=== SOURCE EXCERPT ===

I would additionally not recommend trying to pipeline requests with the creation of a transaction - if the BEGIN call fails, you will execute the next query outside of a transaction which is probably not good.

If you are sure you need to pipeline these queries for performance reasons, I would at least recommend pre-prepared statements to avoid multiple round trips. At that point, you should be guaranteed that the queries will be sent in order of the first poll of their future.

maddyblue commented 2 years ago

The BEGIN example was contrived. My actual problem was I was already in a transaction and needed to execute some queries in order and wanted to pipeline them. All my statements are already prepared.

I wanted to use pipelining to stop waiting for network roundtrips for each Bind/Describe/Execute batch, but I don't think there's a way to do that correctly.

sfackler commented 2 years ago

If the statements are already prepared, then the queries should be guaranteed to execute in the order they were first polled, and it looks like the futures crate's try_join does poll in-order. If that's not the case, then it'd be great if you could put together a small self contained example of that and I can look into it.

maddyblue commented 2 years ago

https://github.com/sfackler/rust-postgres/blob/a624282bed658a53e7e09d194972a025c82dc3e0/tokio-postgres/src/client.rs#L370 is an await point in query_raw before the .send, which I think means even if try_join was polling its arguments in order, the actual query execution could still be in another order.

sfackler commented 2 years ago

into_statement returns a future that immediately resolves when working with a Statement: https://github.com/sfackler/rust-postgres/blob/8bb5712406c7c3c9763daa553de525cad55785d4/tokio-postgres/src/to_statement.rs#L17

maddyblue commented 2 years ago

My argument is that there should be documentation that either guarantees or does not guarantee statement execution order during pipelining because relying on a bunch of implementation details that don't seem to be documented guarantees is not helpful to users trying to write safe, fast code.

Knowing exactly how async, await, try_for, and tokio_postgres internals work is a significant bar, and they can also change at any time. try_join for example happens to execute in a certain way, but does not guarantee it. tokio_postgres happens to have at least one internal await point that immediately resolves. Are there other await points before the send? Even if there weren't, does the send ordering have any guarantees on the receive side? I couldn't find those in the tokio docs. Knowing exactly what happens during immediately resolving await points also feels like some rust obscura that we all probably get subtly wrong sometimes. If we want pipelining to make things go fast, then it should document whether or not it comes with ordering guarantees so users can use it safely.

sfackler commented 2 years ago

Even if there weren't, does the send ordering have any guarantees on the receive side?

Queries are executed in order, as the docs note: https://docs.rs/tokio-postgres/latest/tokio_postgres/#pipelining.

maddyblue commented 2 years ago

Ah, the section above it about behavior does say this

Requests are executed in the order that they are first polled, not in the order that their futures are created.

===

> TASKS TO CARRY OUT
**a.** Answer these from the tokio-postgres pipelining thread:
(i) What can happen if a BEGIN call fails while requests are pipelined with creating a transaction?
(ii) What does into_statement return when it works with a Statement?
(iii) According to the docs quoted in the last comment, in what order are requests executed?
**b.** Carry on the tokio-postgres pipelining thread from its final line.

=== RECORDED DATA ===

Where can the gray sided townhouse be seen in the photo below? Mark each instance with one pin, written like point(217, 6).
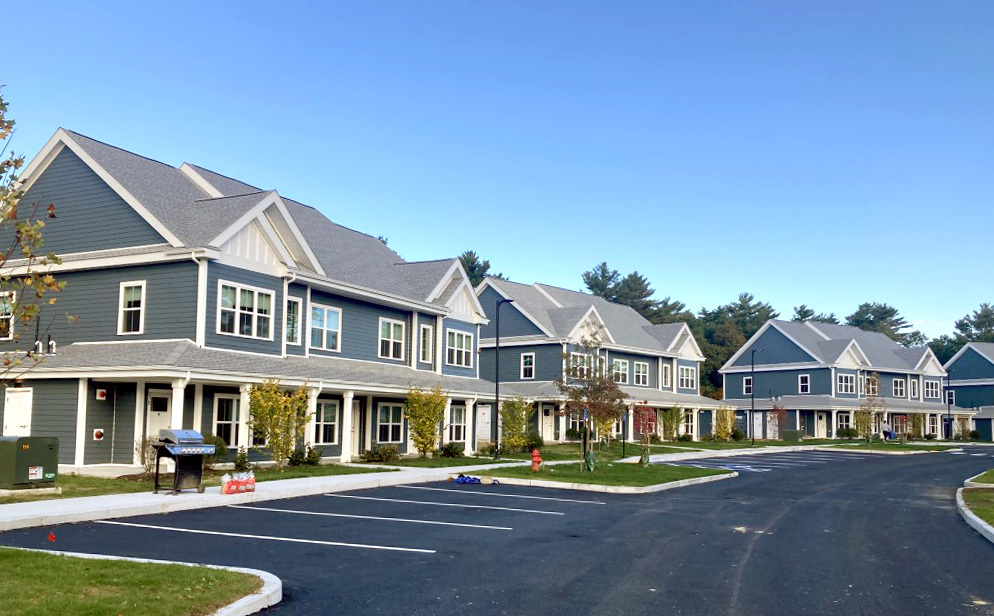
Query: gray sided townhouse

===

> WRITTEN RESPONSES
**a.**
(i) The next query runs outside of a transaction.
(ii) A future that resolves immediately.
(iii) In the order they are first polled, not the order their futures are created.

**b.**
This is about half of what I wanted, but I was looking for it in the wrong place. I do think the above sentence could be improved with an API change that guarantees the order at time of calling, not polling.

maddyblue commented 2 years ago

Attached is a program that doesn't execute statements in order of first poll. It achieves this by first using an unprepared statement which fires off a prepare request. The above comment about immediately resolving the to_statement future is not true for unprepared statements. In general it seems the documented claim only holds if there are no string statements preceding prepared statements in a join batch.

This program fails with a primary key error due to the insert happening with an existing key, because it is executed before the delete.

use futures::future;
use tokio_postgres::{Error, NoTls};

#[tokio::main]
async fn main() -> Result<(), Error> {
    let (mut client, connection) =
        tokio_postgres::connect("host=localhost user=postgres port=5432", NoTls).await?;
    tokio::spawn(async move {
        connection.await.unwrap();
    });

    client.batch_execute("DROP TABLE IF EXISTS t").await?;
    client
        .batch_execute("CREATE TABLE t (a INT PRIMARY KEY)")
        .await?;

    let insert = client.prepare("INSERT INTO t VALUES ($1)").await.unwrap();
    let _delete = client.prepare("DELETE FROM t WHERE a = $1").await.unwrap();
    let select = client
        .prepare("SELECT count(*) FROM t WHERE a = $1")
        .await
        .unwrap();

    let i = 1;
    client.execute(&insert, &[&i]).await.unwrap();

    // In a loop, execute a transaction that deletes the row from the table then
    // inserts it. After commit, there should always be 1 row in the table if the
    // statements are executed in the order specified in try_join and "Requests
    // are executed in the order that they are first polled, not in the order that
    // their futures are created."
    loop {
        let tx = client.transaction().await.unwrap();
        future::try_join(
            tx.execute("DELETE FROM t WHERE a = $1", &[&i]),
            // Switching the delete to be a prepared statement works.
            // tx.execute(&_delete, &[&i]),
            // This will fail if there was already a row due to the primary key constraint.
            tx.execute(&insert, &[&i]),
        )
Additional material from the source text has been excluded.